Task requirements:
Go to the line containing "of the clear" below; retype it and all following lines exactly, and leave out the pictures.

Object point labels
....

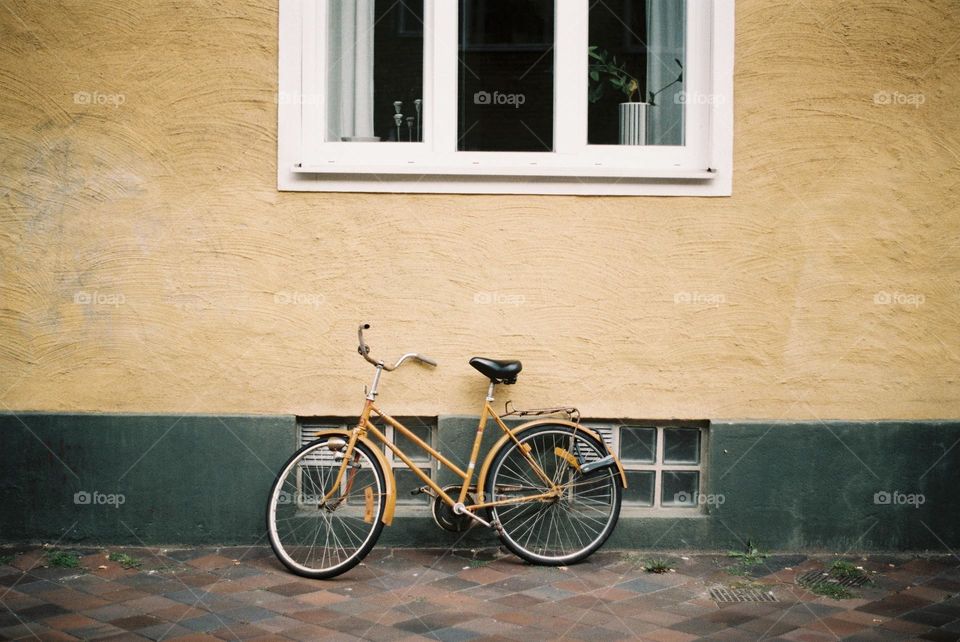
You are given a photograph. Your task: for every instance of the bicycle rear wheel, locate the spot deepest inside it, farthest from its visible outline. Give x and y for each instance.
(322, 538)
(564, 529)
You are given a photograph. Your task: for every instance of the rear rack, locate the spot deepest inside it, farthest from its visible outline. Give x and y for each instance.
(566, 412)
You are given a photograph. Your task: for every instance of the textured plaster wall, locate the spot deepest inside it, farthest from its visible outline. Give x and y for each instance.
(154, 194)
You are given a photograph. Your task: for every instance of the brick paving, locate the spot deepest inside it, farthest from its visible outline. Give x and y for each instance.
(243, 593)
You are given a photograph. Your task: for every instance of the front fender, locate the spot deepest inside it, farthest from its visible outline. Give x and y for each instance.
(387, 471)
(484, 469)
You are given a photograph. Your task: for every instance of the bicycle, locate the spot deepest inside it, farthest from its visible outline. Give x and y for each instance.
(550, 487)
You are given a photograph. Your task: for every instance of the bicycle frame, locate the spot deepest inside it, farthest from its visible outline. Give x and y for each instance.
(365, 426)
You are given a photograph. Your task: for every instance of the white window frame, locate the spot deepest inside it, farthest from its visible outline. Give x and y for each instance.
(703, 167)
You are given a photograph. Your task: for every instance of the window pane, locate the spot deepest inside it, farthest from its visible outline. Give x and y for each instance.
(638, 445)
(506, 75)
(680, 488)
(639, 490)
(681, 446)
(407, 481)
(636, 87)
(375, 70)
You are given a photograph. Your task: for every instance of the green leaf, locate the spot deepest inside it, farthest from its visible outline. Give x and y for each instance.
(596, 93)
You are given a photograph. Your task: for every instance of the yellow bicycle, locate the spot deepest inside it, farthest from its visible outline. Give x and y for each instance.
(550, 487)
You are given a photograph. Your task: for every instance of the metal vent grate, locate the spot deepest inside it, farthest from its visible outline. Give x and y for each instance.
(817, 577)
(724, 595)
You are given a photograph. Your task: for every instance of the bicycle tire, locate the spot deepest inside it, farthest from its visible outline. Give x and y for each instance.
(353, 524)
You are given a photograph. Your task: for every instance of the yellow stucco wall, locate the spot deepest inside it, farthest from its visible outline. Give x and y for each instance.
(213, 292)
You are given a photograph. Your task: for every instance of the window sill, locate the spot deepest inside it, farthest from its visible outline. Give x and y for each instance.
(418, 179)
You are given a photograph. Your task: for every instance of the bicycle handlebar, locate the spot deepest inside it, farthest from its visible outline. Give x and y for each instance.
(364, 351)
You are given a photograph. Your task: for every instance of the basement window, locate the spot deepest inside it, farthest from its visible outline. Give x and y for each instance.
(664, 465)
(506, 96)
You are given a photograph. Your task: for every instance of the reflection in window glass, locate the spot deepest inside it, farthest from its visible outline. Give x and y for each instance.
(681, 446)
(375, 70)
(636, 61)
(680, 488)
(505, 100)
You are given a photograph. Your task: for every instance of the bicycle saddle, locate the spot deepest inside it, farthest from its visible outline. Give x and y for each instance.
(497, 370)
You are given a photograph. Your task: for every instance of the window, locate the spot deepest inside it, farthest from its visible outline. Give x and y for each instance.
(506, 96)
(664, 465)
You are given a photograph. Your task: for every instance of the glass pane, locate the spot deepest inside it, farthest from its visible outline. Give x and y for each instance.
(636, 58)
(638, 444)
(680, 488)
(506, 76)
(407, 481)
(639, 490)
(681, 446)
(375, 70)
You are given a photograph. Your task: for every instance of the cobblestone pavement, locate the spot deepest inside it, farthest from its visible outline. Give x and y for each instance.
(407, 594)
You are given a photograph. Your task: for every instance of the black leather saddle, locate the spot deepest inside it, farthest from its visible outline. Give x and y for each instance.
(498, 370)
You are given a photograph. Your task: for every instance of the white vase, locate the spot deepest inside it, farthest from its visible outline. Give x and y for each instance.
(633, 123)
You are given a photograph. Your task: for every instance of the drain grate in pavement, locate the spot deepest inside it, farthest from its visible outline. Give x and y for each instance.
(817, 577)
(722, 594)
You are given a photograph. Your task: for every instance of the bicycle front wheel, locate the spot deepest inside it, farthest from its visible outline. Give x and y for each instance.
(566, 528)
(317, 533)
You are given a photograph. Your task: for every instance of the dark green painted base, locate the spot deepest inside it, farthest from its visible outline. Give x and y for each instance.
(158, 479)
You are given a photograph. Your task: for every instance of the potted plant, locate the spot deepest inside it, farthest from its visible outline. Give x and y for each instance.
(604, 69)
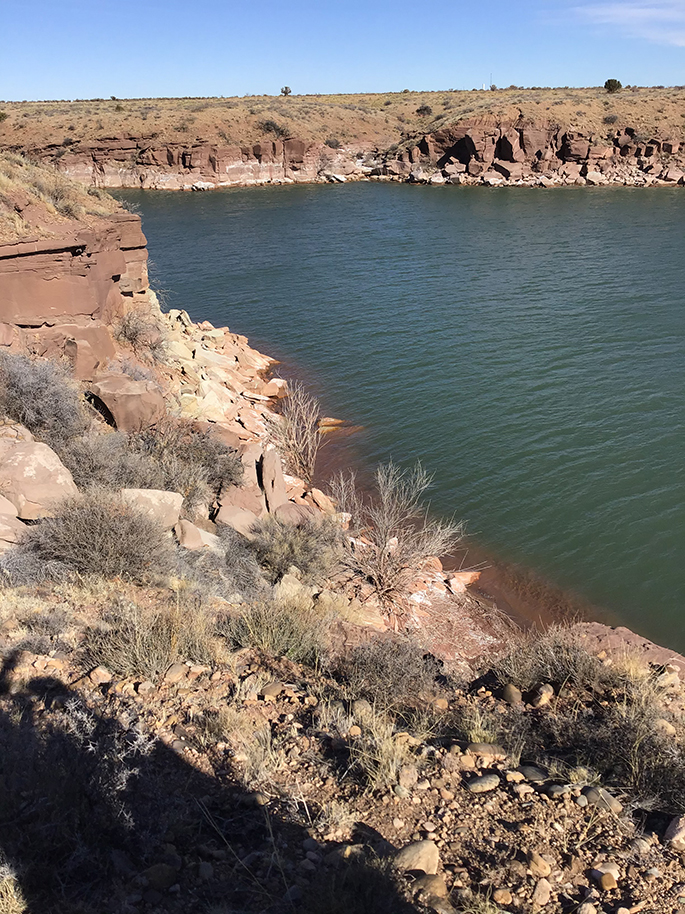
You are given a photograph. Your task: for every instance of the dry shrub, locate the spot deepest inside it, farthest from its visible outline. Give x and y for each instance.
(173, 457)
(98, 534)
(231, 572)
(132, 641)
(311, 546)
(40, 395)
(291, 628)
(360, 886)
(142, 332)
(296, 432)
(108, 461)
(556, 655)
(392, 535)
(391, 672)
(618, 736)
(380, 752)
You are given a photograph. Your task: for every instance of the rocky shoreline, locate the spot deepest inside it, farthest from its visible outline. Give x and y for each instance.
(474, 152)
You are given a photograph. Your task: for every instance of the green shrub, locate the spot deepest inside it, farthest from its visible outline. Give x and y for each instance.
(141, 331)
(97, 534)
(41, 396)
(289, 628)
(172, 456)
(131, 641)
(391, 672)
(556, 656)
(310, 546)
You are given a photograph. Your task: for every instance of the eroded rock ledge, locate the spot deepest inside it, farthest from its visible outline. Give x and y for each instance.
(484, 150)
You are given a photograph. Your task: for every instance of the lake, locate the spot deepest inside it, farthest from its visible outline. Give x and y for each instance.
(528, 346)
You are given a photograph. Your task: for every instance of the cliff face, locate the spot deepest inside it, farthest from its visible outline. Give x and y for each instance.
(60, 295)
(134, 162)
(487, 151)
(471, 151)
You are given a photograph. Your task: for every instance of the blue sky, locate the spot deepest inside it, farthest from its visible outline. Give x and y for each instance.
(143, 48)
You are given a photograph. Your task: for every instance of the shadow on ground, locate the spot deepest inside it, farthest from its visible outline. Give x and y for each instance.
(95, 817)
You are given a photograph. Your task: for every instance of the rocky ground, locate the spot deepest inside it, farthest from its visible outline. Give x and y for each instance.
(221, 692)
(523, 137)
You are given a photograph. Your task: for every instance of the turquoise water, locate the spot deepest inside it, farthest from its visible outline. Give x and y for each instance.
(527, 346)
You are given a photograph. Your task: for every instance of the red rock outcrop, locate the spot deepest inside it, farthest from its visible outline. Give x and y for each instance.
(487, 151)
(60, 296)
(142, 162)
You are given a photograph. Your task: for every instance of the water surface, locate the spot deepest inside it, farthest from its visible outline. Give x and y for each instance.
(527, 345)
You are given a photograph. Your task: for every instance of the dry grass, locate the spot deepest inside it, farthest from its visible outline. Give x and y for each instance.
(291, 628)
(380, 752)
(131, 640)
(310, 547)
(59, 199)
(356, 120)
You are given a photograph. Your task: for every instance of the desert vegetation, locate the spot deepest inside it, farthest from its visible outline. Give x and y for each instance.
(22, 182)
(366, 120)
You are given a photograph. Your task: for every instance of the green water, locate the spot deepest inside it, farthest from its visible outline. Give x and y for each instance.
(528, 346)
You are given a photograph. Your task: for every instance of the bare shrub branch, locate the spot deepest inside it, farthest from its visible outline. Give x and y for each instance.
(296, 432)
(392, 535)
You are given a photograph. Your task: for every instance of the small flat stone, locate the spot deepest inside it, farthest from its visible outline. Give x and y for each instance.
(483, 784)
(511, 694)
(421, 856)
(533, 774)
(602, 799)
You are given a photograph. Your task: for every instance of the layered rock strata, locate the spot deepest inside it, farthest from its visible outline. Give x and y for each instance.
(488, 152)
(484, 150)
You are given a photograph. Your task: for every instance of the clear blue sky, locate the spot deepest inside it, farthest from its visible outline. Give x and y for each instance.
(139, 48)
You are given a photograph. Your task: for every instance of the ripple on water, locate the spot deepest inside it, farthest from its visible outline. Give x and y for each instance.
(527, 346)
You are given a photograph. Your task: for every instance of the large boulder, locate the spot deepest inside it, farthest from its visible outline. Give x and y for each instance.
(11, 528)
(164, 507)
(273, 482)
(132, 405)
(34, 478)
(241, 520)
(195, 538)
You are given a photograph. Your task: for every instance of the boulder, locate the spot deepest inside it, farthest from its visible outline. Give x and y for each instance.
(272, 481)
(34, 478)
(239, 519)
(164, 507)
(11, 531)
(132, 405)
(296, 514)
(421, 856)
(195, 538)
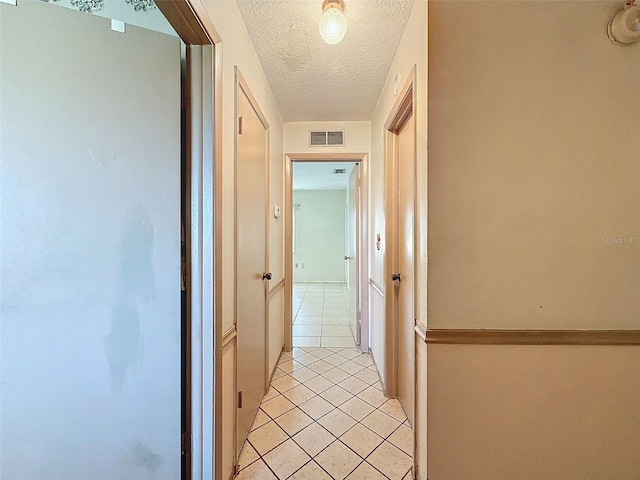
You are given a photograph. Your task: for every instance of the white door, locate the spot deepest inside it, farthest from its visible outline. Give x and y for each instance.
(251, 170)
(352, 257)
(90, 248)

....

Task result:
You are given a photograph. Your task: for every instance of the clear blue sky, locate the spot deepest inside it, farthest from its visible outline. Give x and y for each instance.
(139, 48)
You are given a photograph. Your task: for every instance of the ripple on water, locate the spot deepest inside it, farthest from its visible outline. Give x and y for each instance.
(527, 346)
You are given a photograph. Your task: for every instance of the large boulder, locate the spot deepest inside it, farthest from its visible outline. Give x and y for each instance.
(11, 528)
(164, 507)
(273, 482)
(132, 405)
(34, 478)
(241, 520)
(195, 538)
You are given a photograph. Your task: for every instance of the boulder, locate the spot deepest inside it, farthest from its visible outline. Give x and y for each instance.
(272, 481)
(34, 478)
(239, 519)
(164, 507)
(11, 531)
(132, 405)
(296, 514)
(421, 856)
(195, 538)
You are given a photograph. Your task: for every instance of the white door, locate the spot deepest inside it, farthest from its visible outline. Give x and y for each instance.
(251, 170)
(352, 257)
(90, 248)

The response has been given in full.